What the task asks:
Could you repeat, exactly and with no pictures, only the lines from the start of the records through the line containing "positive clicks: (147, 150)"?

Available records:
● ● ●
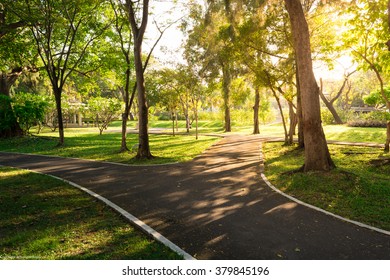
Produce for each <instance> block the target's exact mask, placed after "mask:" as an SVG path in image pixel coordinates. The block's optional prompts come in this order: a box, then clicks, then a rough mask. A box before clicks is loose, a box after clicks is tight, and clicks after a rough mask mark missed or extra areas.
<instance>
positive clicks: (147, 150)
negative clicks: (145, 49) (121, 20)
mask: <svg viewBox="0 0 390 280" xmlns="http://www.w3.org/2000/svg"><path fill="white" fill-rule="evenodd" d="M141 44H142V42H136V43H135V44H134V62H135V72H136V79H137V92H138V129H139V130H138V142H139V149H138V153H137V158H138V159H151V158H153V156H152V154H151V152H150V147H149V134H148V117H149V116H148V105H147V103H146V90H145V78H144V73H143V66H142V58H141Z"/></svg>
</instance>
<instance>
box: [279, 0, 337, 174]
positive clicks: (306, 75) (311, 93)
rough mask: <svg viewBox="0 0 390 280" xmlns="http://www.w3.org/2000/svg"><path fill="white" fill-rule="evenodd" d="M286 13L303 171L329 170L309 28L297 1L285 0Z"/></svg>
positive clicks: (301, 8) (300, 8)
mask: <svg viewBox="0 0 390 280" xmlns="http://www.w3.org/2000/svg"><path fill="white" fill-rule="evenodd" d="M285 4H286V8H287V11H288V13H289V16H290V21H291V28H292V34H293V41H294V49H295V55H296V60H297V63H298V75H299V82H300V90H301V100H302V116H303V133H304V137H305V164H304V166H303V170H304V171H305V172H307V171H329V170H331V169H332V168H334V167H335V165H334V163H333V161H332V159H331V157H330V153H329V150H328V145H327V143H326V139H325V134H324V131H323V129H322V124H321V113H320V100H319V87H318V85H317V82H316V80H315V77H314V73H313V66H312V59H311V48H310V34H309V28H308V25H307V22H306V19H305V15H304V13H303V9H302V5H301V2H300V1H299V0H285Z"/></svg>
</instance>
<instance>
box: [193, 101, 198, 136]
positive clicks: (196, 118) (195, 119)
mask: <svg viewBox="0 0 390 280" xmlns="http://www.w3.org/2000/svg"><path fill="white" fill-rule="evenodd" d="M194 113H195V139H196V140H198V138H199V135H198V134H199V132H198V100H196V101H195V112H194Z"/></svg>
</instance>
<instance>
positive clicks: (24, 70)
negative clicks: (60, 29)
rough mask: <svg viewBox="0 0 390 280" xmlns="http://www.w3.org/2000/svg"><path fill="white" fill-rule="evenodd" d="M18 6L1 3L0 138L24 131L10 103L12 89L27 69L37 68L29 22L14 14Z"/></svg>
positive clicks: (18, 3)
mask: <svg viewBox="0 0 390 280" xmlns="http://www.w3.org/2000/svg"><path fill="white" fill-rule="evenodd" d="M18 5H19V3H15V1H2V3H0V98H1V100H0V109H1V110H0V137H14V136H21V135H22V134H23V131H22V129H21V127H20V125H19V123H18V121H17V119H16V117H15V114H14V112H13V109H12V106H11V103H10V89H11V87H12V86H13V85H14V84H15V82H16V81H17V79H18V78H19V77H20V75H22V73H23V72H24V71H26V70H29V69H30V70H31V69H35V67H33V65H34V56H35V55H34V51H32V44H31V37H30V36H29V33H28V30H26V25H27V21H25V20H23V19H21V18H20V17H19V16H18V15H17V14H15V13H14V10H15V8H16V7H17V6H18Z"/></svg>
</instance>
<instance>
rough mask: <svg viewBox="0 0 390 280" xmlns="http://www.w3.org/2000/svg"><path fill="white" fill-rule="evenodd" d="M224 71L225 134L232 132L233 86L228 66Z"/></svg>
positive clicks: (223, 68)
mask: <svg viewBox="0 0 390 280" xmlns="http://www.w3.org/2000/svg"><path fill="white" fill-rule="evenodd" d="M222 68H223V69H222V71H223V81H222V87H223V101H224V112H225V132H231V131H232V125H231V117H230V86H231V82H232V81H231V74H230V70H229V69H227V66H223V67H222Z"/></svg>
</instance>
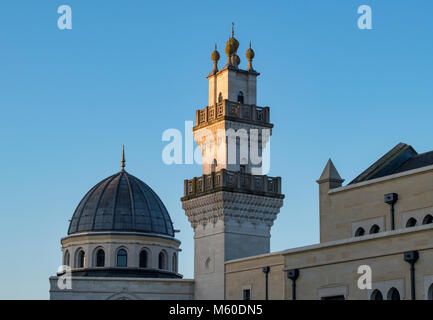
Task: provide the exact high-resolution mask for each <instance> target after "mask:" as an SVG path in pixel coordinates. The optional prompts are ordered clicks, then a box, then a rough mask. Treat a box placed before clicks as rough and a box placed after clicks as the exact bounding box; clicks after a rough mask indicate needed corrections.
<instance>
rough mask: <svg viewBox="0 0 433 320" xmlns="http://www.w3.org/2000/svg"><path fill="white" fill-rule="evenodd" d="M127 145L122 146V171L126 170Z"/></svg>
mask: <svg viewBox="0 0 433 320" xmlns="http://www.w3.org/2000/svg"><path fill="white" fill-rule="evenodd" d="M125 162H126V161H125V145H123V146H122V160H121V161H120V163H121V164H120V166H121V167H122V171H124V170H125Z"/></svg>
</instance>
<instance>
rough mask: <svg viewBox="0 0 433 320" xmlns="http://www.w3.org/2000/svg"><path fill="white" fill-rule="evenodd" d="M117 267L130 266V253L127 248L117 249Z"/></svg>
mask: <svg viewBox="0 0 433 320" xmlns="http://www.w3.org/2000/svg"><path fill="white" fill-rule="evenodd" d="M116 266H117V267H119V268H126V267H127V266H128V253H127V252H126V250H125V249H120V250H119V251H117V264H116Z"/></svg>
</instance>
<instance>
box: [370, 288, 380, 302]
mask: <svg viewBox="0 0 433 320" xmlns="http://www.w3.org/2000/svg"><path fill="white" fill-rule="evenodd" d="M370 300H383V295H382V292H380V290H377V289H376V290H374V291H373V293H372V294H371V296H370Z"/></svg>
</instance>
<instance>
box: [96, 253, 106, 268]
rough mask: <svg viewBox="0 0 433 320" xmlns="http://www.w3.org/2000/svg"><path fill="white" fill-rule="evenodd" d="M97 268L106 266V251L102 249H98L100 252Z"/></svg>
mask: <svg viewBox="0 0 433 320" xmlns="http://www.w3.org/2000/svg"><path fill="white" fill-rule="evenodd" d="M96 266H97V267H104V266H105V251H104V250H102V249H98V251H96Z"/></svg>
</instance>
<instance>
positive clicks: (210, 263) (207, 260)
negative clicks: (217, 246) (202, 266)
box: [204, 257, 212, 270]
mask: <svg viewBox="0 0 433 320" xmlns="http://www.w3.org/2000/svg"><path fill="white" fill-rule="evenodd" d="M211 261H212V260H211V258H210V257H208V258H207V259H206V261H205V263H204V267H205V268H206V270H209V269H210V264H211Z"/></svg>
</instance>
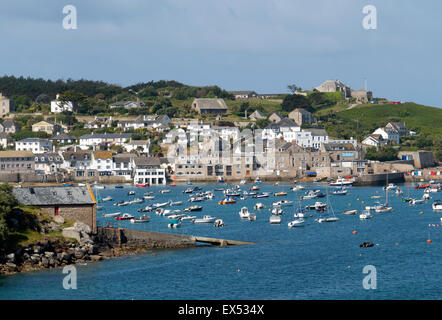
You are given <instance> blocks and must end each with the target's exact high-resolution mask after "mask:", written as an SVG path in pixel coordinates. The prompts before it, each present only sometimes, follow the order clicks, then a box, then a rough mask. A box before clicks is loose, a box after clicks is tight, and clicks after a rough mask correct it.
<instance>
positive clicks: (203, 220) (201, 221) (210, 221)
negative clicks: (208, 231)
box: [192, 215, 216, 223]
mask: <svg viewBox="0 0 442 320" xmlns="http://www.w3.org/2000/svg"><path fill="white" fill-rule="evenodd" d="M215 220H216V218H215V217H212V216H208V215H206V216H203V217H202V218H199V219H194V220H193V221H192V222H193V223H212V222H214V221H215Z"/></svg>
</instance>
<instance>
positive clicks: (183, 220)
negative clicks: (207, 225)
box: [180, 215, 196, 221]
mask: <svg viewBox="0 0 442 320" xmlns="http://www.w3.org/2000/svg"><path fill="white" fill-rule="evenodd" d="M193 219H196V216H189V215H185V216H183V217H181V218H180V220H181V221H187V220H193Z"/></svg>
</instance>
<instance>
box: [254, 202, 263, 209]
mask: <svg viewBox="0 0 442 320" xmlns="http://www.w3.org/2000/svg"><path fill="white" fill-rule="evenodd" d="M264 208H265V206H264V205H263V204H262V203H261V202H258V203H256V204H255V206H254V207H253V209H254V210H261V209H264Z"/></svg>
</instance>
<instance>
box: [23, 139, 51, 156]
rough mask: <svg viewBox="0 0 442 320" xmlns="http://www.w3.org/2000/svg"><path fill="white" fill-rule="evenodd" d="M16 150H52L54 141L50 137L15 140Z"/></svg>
mask: <svg viewBox="0 0 442 320" xmlns="http://www.w3.org/2000/svg"><path fill="white" fill-rule="evenodd" d="M15 150H16V151H32V152H33V153H35V154H38V153H45V152H49V151H52V142H51V141H50V140H48V139H40V138H27V139H23V140H20V141H16V142H15Z"/></svg>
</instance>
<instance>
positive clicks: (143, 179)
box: [133, 157, 166, 185]
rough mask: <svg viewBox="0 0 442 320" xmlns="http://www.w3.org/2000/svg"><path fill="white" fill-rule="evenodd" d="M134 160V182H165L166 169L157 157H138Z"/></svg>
mask: <svg viewBox="0 0 442 320" xmlns="http://www.w3.org/2000/svg"><path fill="white" fill-rule="evenodd" d="M133 162H134V184H150V185H152V184H166V169H164V168H161V161H160V159H159V158H153V157H138V158H134V159H133Z"/></svg>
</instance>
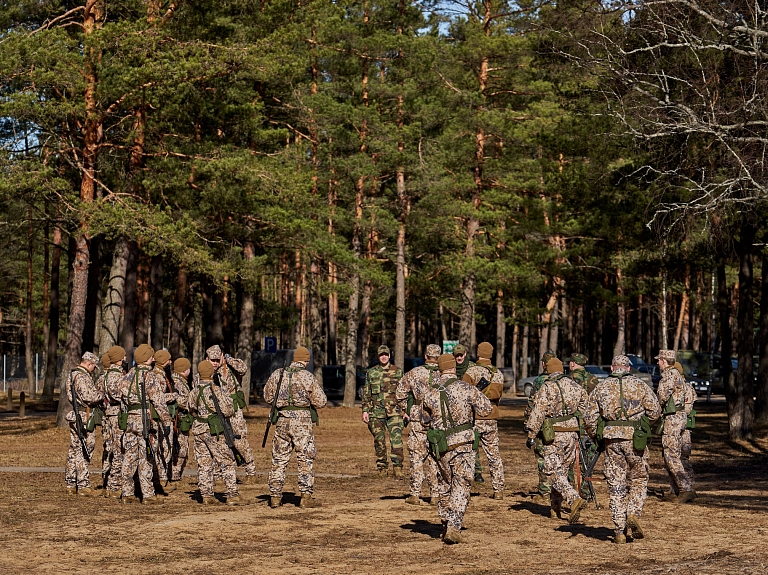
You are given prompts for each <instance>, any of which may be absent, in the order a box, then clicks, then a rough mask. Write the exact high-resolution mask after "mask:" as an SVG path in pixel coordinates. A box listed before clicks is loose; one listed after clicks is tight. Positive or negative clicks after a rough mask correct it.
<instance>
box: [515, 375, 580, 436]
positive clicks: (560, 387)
mask: <svg viewBox="0 0 768 575" xmlns="http://www.w3.org/2000/svg"><path fill="white" fill-rule="evenodd" d="M587 399H588V398H587V392H586V391H584V388H583V387H581V385H579V384H578V383H576V382H575V381H573V380H572V379H571V378H570V377H568V376H565V375H563V374H562V373H553V374H551V375H550V376H549V378H548V379H547V380H546V381H545V382H544V385H542V386H541V389H539V391H537V392H536V396H535V398H534V405H533V410H532V411H531V415H530V416H529V417H528V421H527V422H526V425H525V426H526V427H527V428H528V437H536V435H537V434H538V433H539V430H541V425H542V424H543V423H544V420H545V419H546V418H549V417H561V416H564V415H569V414H575V413H576V412H577V411H578V412H579V413H584V412H585V411H586V410H587ZM555 427H567V428H578V427H579V420H578V418H577V417H576V415H574V416H573V417H571V418H570V419H568V420H566V421H561V422H558V423H556V424H555Z"/></svg>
● ● ●
Written response:
Produce for each <instance> block the target's exact mask, placed after "mask:" as an SVG path in image pixel coordinates. The block's optional prompts come in this order: a box, then clicks, then a rough mask. A box before clicks is loose, a box after clicks is tight, and clicks after a rough mask mark missed or extra areas.
<instance>
positive clicks: (147, 150)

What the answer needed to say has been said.